Pull out each line of the material that contains the string "trunk" and copy it in full.

──────── SUPPLIED MATERIAL

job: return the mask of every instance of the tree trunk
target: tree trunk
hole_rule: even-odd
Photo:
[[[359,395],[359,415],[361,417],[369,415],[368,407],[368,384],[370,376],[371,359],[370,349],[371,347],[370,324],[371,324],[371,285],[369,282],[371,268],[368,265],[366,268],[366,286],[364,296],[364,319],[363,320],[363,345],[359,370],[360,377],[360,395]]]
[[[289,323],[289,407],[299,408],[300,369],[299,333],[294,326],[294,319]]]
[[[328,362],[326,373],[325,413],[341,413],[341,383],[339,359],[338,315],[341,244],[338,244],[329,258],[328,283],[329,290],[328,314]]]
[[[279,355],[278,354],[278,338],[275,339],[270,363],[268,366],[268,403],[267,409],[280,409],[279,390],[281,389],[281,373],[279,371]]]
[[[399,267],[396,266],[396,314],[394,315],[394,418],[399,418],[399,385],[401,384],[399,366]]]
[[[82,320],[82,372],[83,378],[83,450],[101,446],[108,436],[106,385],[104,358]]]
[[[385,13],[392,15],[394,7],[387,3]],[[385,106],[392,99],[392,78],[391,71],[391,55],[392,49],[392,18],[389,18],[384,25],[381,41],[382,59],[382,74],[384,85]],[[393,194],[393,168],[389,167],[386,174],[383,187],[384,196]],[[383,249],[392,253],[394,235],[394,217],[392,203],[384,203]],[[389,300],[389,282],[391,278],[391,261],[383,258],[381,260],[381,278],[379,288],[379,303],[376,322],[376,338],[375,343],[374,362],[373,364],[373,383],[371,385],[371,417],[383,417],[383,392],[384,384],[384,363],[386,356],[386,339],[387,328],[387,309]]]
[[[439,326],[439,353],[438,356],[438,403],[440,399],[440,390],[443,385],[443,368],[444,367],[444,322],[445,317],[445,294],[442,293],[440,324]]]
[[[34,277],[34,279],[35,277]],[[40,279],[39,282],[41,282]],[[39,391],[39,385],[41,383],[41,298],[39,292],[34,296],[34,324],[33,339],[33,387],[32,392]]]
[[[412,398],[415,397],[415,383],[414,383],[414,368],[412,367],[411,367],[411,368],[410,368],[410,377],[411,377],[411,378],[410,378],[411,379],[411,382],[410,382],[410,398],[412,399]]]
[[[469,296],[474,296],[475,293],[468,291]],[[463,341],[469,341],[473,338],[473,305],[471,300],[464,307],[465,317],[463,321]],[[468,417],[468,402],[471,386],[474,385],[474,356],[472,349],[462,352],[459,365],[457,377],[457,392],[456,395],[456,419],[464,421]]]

────────────────

- [OUTPUT BELOW]
job: return the mask of every instance of the tree trunk
target: tree trunk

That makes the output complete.